Quoted text:

Drop-in replacement to useEffect and useInsertionEffect.

Use the track function instead of the dependencies array. It can't track values from useState.

Use the cleanup function instead of returning a function.

Signature: useTask(fn, config)

Config argument (listed values are the default ones):

{
  // or 'visible' which would run just when component is visible
  when: 'init',
  // these are used for "when=visible" and work the same as the
  // options for the IntersectionObserver api
  root: null, rootMargin: '50%', threshold: 0
  // or 'rendering' which would run after the component html's first render
  // and it's good for waiting for refs set on components like <div ref=${signal$}>
  // to be available
  after: 'insertion',
  // or 'serial' which queues tasks sequentially
  execution: 'concurrent',
  // used for serial execution
  queueSize: 1
}

Example:

useTask(({ track, cleanup }) => {
  const value = track(() => aSignal$.get())

  const i = setInterval(() => {
    console.log(value)
  }, 2000)

  cleanup(() => clearInterval(i))
})

useAsyncComputed

Like useComputed, it has only a getter. The arguments and usage are identical to useTask, except that it expects you to return a value.

const computed$ = useAsyncComputed(async ({ track, cleanup }) => {
  track(() => aSignal$.get())

  const c = new AbortController()
  cleanup(() => c.abort())
  const person = await fetchPerson(c.signal)
  return person.name
})

console.log(computed$.get()) // starts undefined

You may initialize it with a value, or lazily with a function, before running the function body:

const computed$ = useAsyncComputed('Unknown Person', async () => { /* ... */ return 'Alice' })

The returned computation variable has a .promise$ signal property that is set to an object as follows:

{
  status: 'resolved' // pending / rejected
  hasValue: true, // false
  isLoading: true, // false
  error: null // thrown error
}

It may be paired with the accompanying component `:

import { f } from 'thenameisf'
import 'f/components/f-async-computed.js'

f(function myComponent ({ html }) {
  const asyncComputedExample$ = useAsyncComputed(async () => {
    const user = await fetchUser()
    return user
  })

  return html`
    <f-async-computed
      props=${{
        asyncComputed$: asyncComputedExample,
        onPending: () => this.h`Loading...`,
        onRejected: error => this.h`Error: ${error.message}`,
        onResolved: result => this.h`Success: ${result}`
      }}
    >
    <div>Can use it directly too: ${asyncComputedExample$.get() ?? 'not loaded yet'}</div>
  `
})

useUntrackedCallback

You probably won't need this because React's useCallback can already be used with signals/computeds.

const onClick = useCallback(() => signalB$.set(signalA$.get() + 1))

It works the same except that all calls to signals/computeds' .get()s are treated as if they were called as .get(false).

It could be useful if you don't control the function argument.

Records provided:

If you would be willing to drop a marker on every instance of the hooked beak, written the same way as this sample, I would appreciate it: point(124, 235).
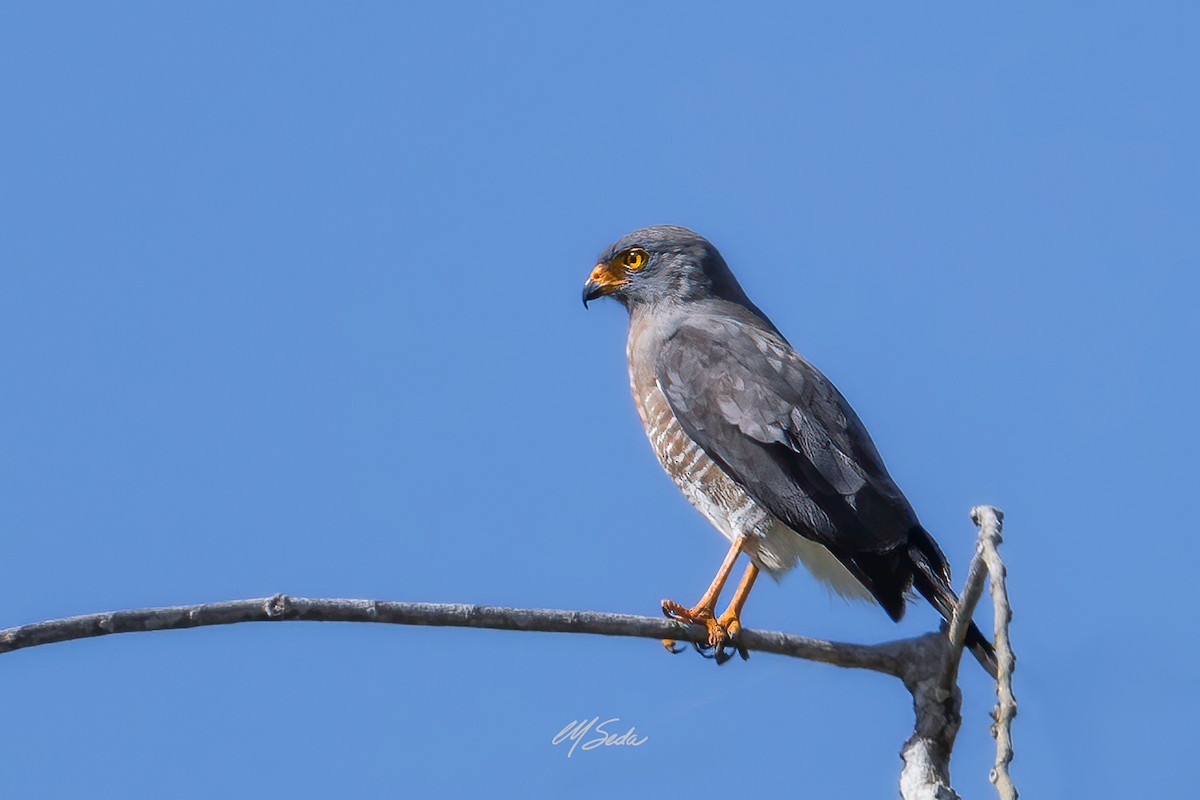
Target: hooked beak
point(605, 280)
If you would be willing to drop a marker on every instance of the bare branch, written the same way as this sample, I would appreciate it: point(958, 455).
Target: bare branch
point(972, 589)
point(927, 665)
point(991, 522)
point(883, 657)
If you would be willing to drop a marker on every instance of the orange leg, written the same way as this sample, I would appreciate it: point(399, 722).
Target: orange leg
point(705, 612)
point(731, 620)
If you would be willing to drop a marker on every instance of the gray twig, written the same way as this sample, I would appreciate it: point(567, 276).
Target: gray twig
point(927, 665)
point(991, 523)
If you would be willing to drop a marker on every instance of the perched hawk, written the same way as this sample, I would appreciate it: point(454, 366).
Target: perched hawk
point(759, 440)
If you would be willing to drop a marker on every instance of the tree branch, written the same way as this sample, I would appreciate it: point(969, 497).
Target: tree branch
point(886, 657)
point(927, 665)
point(991, 522)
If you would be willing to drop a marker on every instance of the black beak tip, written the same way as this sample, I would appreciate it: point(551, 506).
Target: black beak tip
point(591, 292)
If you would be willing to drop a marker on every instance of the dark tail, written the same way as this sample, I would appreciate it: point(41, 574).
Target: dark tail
point(931, 578)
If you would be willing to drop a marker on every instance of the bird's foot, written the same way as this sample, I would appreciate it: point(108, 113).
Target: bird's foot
point(721, 632)
point(730, 623)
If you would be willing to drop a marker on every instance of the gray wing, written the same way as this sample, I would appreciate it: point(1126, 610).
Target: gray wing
point(783, 432)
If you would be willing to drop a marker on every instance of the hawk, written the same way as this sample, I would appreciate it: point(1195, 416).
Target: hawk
point(760, 441)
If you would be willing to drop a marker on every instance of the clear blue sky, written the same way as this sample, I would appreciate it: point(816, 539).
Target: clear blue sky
point(291, 302)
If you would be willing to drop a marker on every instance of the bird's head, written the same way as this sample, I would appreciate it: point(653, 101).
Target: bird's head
point(661, 265)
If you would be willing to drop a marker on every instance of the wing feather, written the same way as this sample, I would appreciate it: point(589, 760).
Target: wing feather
point(783, 432)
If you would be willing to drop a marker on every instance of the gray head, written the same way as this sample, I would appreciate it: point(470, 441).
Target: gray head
point(664, 265)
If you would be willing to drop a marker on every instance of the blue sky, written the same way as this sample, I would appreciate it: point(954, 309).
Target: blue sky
point(291, 304)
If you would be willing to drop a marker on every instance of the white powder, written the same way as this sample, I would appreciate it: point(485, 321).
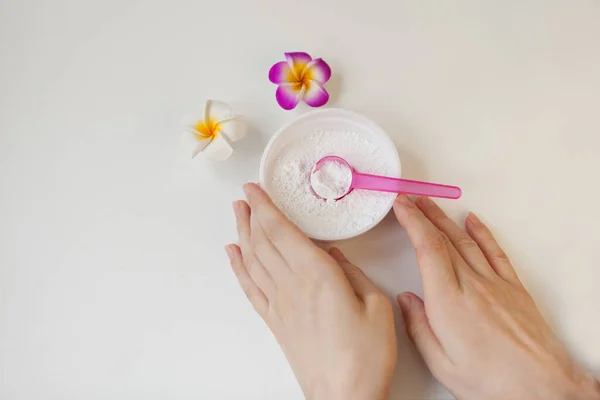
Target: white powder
point(288, 183)
point(332, 180)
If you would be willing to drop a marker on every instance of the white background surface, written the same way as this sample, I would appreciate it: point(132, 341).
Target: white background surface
point(113, 281)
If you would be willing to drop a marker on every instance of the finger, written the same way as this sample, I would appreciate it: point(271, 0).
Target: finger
point(362, 285)
point(491, 249)
point(286, 237)
point(268, 255)
point(462, 242)
point(420, 333)
point(257, 271)
point(433, 257)
point(253, 293)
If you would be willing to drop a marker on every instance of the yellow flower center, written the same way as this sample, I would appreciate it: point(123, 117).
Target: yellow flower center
point(303, 75)
point(208, 129)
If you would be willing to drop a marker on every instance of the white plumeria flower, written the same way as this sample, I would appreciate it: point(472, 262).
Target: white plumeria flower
point(212, 132)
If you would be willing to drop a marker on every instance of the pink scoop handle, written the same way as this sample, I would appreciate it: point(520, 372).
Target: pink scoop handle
point(396, 185)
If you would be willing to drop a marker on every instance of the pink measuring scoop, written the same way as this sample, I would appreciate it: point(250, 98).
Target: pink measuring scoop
point(389, 184)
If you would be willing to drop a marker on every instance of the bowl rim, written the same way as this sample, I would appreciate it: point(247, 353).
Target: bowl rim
point(346, 114)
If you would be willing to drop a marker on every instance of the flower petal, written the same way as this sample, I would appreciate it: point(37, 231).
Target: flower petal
point(234, 128)
point(281, 73)
point(218, 149)
point(318, 70)
point(315, 95)
point(193, 143)
point(217, 111)
point(297, 62)
point(288, 95)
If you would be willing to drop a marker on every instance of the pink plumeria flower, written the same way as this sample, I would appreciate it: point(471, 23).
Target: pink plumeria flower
point(300, 78)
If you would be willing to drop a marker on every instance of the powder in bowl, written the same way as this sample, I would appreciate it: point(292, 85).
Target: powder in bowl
point(288, 175)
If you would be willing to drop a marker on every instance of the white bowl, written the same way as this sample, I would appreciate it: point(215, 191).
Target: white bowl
point(334, 119)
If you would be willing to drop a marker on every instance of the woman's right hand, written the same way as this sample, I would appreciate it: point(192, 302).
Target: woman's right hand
point(478, 330)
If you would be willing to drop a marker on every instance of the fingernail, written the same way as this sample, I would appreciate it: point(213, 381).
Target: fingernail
point(425, 202)
point(246, 188)
point(404, 299)
point(229, 252)
point(236, 207)
point(472, 218)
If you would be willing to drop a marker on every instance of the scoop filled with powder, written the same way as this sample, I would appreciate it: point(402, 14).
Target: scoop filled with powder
point(331, 180)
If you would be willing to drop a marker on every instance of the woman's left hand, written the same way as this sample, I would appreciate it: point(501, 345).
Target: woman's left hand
point(334, 325)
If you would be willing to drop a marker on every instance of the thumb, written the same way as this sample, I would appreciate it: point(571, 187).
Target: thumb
point(361, 284)
point(419, 331)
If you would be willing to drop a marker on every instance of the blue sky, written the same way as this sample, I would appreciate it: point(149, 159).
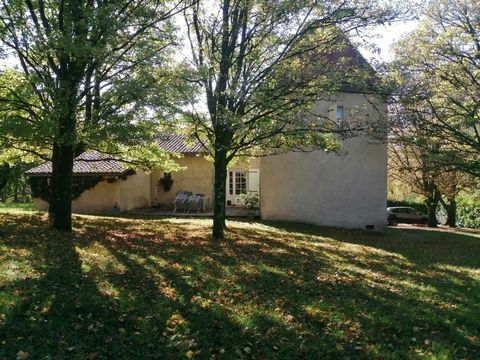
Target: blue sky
point(384, 36)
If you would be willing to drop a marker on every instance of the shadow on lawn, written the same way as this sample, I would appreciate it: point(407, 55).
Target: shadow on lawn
point(271, 291)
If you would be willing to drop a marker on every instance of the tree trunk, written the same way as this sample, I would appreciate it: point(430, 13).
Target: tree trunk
point(432, 204)
point(53, 182)
point(220, 166)
point(67, 102)
point(63, 189)
point(451, 209)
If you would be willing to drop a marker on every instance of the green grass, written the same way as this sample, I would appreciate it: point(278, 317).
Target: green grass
point(160, 289)
point(15, 207)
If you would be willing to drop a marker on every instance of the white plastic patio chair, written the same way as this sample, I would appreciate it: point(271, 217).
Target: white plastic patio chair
point(194, 203)
point(180, 203)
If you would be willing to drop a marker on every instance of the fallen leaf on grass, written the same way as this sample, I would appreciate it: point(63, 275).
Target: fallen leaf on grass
point(22, 355)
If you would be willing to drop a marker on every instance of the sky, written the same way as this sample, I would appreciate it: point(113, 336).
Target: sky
point(384, 36)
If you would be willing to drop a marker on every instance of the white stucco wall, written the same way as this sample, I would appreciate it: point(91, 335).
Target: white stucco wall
point(132, 193)
point(324, 188)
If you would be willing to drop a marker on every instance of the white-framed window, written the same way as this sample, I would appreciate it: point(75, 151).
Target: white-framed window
point(340, 114)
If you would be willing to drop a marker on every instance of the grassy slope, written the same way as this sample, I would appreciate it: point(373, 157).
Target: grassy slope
point(120, 288)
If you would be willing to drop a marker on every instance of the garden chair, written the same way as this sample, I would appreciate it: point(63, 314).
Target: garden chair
point(180, 202)
point(194, 203)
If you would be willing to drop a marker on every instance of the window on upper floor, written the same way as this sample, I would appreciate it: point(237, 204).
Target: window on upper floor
point(340, 114)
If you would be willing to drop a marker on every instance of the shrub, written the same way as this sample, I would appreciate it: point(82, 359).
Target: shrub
point(468, 213)
point(416, 205)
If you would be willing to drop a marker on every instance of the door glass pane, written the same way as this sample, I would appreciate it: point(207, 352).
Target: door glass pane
point(240, 182)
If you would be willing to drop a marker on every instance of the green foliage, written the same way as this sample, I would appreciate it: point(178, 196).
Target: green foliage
point(468, 213)
point(416, 205)
point(15, 187)
point(438, 66)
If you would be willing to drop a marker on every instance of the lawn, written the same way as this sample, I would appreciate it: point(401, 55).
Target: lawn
point(160, 289)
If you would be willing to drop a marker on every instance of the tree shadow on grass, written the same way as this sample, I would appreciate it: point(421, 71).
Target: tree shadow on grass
point(136, 289)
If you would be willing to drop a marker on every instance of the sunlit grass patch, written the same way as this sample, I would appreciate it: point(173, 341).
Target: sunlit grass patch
point(161, 288)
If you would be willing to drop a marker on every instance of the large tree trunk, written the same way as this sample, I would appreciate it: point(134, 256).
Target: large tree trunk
point(452, 214)
point(220, 166)
point(451, 209)
point(432, 213)
point(64, 160)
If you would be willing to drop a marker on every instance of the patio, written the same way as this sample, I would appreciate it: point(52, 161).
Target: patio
point(231, 211)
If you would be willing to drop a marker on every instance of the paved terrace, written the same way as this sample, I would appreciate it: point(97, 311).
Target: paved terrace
point(231, 211)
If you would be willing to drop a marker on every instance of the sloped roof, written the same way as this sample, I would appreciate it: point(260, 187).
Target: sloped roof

Exercise task: Please give the default value of the execution option in the config argument described in the hooks documentation.

Written solution: 'concurrent'